Only the lines that contain the string "instance" belong in the answer; pull them from the records.

Collected data entries —
::::

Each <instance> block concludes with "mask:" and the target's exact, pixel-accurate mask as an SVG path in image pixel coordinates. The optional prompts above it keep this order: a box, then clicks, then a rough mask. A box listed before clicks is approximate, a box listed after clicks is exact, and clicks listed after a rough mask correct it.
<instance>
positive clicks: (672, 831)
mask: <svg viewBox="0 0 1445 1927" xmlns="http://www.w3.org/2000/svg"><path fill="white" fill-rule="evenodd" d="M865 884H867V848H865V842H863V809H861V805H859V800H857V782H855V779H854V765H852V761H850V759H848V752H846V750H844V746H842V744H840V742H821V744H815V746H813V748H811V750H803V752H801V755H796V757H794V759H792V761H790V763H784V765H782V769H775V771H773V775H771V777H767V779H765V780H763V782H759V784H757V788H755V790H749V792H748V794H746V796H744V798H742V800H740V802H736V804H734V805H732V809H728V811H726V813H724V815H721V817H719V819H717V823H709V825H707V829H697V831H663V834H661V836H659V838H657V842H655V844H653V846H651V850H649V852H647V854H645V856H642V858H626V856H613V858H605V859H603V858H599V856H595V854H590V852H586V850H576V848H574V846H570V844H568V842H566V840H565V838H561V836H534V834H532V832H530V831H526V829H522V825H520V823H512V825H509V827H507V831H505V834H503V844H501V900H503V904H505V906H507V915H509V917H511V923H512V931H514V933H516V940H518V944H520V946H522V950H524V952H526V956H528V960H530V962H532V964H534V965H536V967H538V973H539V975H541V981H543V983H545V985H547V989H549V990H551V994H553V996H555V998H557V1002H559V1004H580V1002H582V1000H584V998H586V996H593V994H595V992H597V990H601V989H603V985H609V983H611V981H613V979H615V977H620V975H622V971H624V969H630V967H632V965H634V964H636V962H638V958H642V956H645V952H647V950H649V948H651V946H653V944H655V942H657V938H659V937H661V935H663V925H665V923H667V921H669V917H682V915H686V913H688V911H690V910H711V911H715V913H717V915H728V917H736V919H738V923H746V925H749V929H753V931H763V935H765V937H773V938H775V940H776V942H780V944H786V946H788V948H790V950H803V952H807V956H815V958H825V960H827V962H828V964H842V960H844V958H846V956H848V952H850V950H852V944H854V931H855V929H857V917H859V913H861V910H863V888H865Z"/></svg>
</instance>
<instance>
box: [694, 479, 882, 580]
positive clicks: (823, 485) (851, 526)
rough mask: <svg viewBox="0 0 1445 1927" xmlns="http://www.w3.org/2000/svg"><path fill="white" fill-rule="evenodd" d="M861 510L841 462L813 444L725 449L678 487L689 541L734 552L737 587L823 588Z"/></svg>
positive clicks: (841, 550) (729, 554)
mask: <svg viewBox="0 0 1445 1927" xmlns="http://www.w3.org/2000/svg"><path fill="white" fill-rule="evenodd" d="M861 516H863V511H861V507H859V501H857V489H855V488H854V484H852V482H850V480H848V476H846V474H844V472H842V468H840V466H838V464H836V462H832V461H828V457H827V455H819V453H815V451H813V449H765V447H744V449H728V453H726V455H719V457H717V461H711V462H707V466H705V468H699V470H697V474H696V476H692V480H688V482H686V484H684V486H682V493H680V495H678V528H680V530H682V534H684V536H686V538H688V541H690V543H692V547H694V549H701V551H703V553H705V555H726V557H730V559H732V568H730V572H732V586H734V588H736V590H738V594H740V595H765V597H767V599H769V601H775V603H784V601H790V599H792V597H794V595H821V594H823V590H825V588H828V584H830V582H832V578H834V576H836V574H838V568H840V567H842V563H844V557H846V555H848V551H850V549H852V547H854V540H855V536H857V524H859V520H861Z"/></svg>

::::

Response below —
Each <instance> block concludes with "mask:" and the target's exact, pixel-accurate mask as an SVG path in image pixel coordinates. The optional prompts above it keep this order: a box, then clicks, then a rough mask. A box listed before clicks is approximate, a box listed after clicks is exact, and clicks listed after a rough mask correct it.
<instance>
</instance>
<instance>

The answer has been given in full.